LESETEXT:
◇ ◇ ◇ ◇

# Karpfenbesatz im Fischteich ???



## kaschie (28. Februar 2009)

Hallo Teichfreunde

  Nachdem ich die Überlegungen verworfen habe in meinem 2ooo qm Teich Forellen zu halten, bin ich jetzt zu dem Entschluss gekommen es bei Spiegelkarpfen zu belassen.
  Ich beabsichtige den Teich in Kürze mit Spiegelkarpfen und ein paar Graskarpfen zu besetzen. Im Herbst 2010 möchte ich den Teich ablassen. Die Spiegelkarpfen sollten dann zwischen 2 und 3 Kilogramm wiegen (gerne auch mehr). Was für einen Besatz kann ich dem Teich zumuten, so dass ein „natürliches“ Gleichgewicht bestehen bleibt? Es soll nicht zugefüttert werden! Welches Besatzgewicht sollten die Karpfen haben, um im Herbst 2010 das Wunschgewicht zu erreichen. Mir ist bewusst, dass man es nicht genau benennen kann, da die örtlichen Gegebenheiten und die Wetterbedingungen ausschlaggebend sind. Aber für ein paar Tipps wäre ich sehr dankbar. 

  Hier noch ein paar Eckdaten:
  Der Teich ist 2000qm groß, bis 1,4 Meter tief, am Teichrand besteht ein Schilf- und Rohrkolbenbewuchs, kein Zulauf, der Teich liegt in Schleswig Holstein, Schlammboden vorhanden

  Vielen Dank für Eure Hilfe
  Gruß Karsten


----------



## Mich´l (28. Februar 2009)

◇ ◇ ◇ ◇

Führe die Forendiskussion zum Karpfenbesatz im Fischteich an der Stelle weiter, an der sie endet.

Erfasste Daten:
◇ ◇ ◇ ◇

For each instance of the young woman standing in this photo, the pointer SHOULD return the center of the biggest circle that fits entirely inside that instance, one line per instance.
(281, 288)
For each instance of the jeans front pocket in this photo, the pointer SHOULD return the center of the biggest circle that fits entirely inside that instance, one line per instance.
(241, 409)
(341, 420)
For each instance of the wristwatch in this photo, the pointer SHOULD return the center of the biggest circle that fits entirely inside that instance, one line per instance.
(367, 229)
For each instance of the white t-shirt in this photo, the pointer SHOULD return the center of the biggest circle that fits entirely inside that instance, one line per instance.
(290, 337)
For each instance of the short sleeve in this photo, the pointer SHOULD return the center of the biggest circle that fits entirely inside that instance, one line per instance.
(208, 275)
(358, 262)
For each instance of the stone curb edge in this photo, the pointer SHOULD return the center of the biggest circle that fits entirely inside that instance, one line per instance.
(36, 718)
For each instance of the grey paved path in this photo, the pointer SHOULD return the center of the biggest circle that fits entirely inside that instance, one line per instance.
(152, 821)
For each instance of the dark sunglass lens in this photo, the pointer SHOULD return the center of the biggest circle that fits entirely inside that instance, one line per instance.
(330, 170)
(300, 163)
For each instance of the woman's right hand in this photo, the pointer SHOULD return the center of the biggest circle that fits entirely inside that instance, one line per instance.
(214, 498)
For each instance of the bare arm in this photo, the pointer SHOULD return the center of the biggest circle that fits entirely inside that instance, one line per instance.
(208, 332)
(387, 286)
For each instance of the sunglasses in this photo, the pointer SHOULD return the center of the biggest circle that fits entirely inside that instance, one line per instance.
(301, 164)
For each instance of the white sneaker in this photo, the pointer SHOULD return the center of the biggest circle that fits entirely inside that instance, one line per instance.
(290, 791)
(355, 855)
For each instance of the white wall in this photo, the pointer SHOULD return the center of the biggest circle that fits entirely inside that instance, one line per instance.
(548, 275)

◇ ◇ ◇ ◇

ANTWORT:
*AW: Karpfenbesatz im Fischteich ???*

Moin!

mit zufüttern würd´s schneller gehn...
is wie bei die Schweine...

#6


----------



## Gü.a.Pa. (1. März 2009)

*AW: Karpfenbesatz im Fischteich ???*

@kaschie
Ohne Zufüttern ca.100 Stck mit 1000gr.
#6


----------



## Der Checker (1. März 2009)

*AW: Karpfenbesatz im Fischteich ???*

Hallo kaschie würde an deiner Stelle so ca. 100-150 k2 (ca.250-500g)besätzen wenn dein Teich den Sommer über immer schön Warm wird, bleibt er auch im Sommer kühler nim lieber k3 (ca.1000-1500g) um dann 2010 auf dein Gewichtswunsch zu kommen! Wenn du doch noch zufüttern willst kannst du den Besatz verdoppeln! 
Also dann wünsch ich dir viel erfolg bei deiner Besatzmaßnahme!!


----------



## maredo (2. März 2009)

*AW: Karpfenbesatz im Fischteich ???*

Hallo Kaschie,

wenn du nicht zufüttern willst, hängt die Besatzdichte und der Zuwachs von der Produktivität des Teiches ab. Hier spielen viele Faktoren eine gewichtige Rolle.
Wenn du keinen Zulauf hast, wie wird der Teich gespeist?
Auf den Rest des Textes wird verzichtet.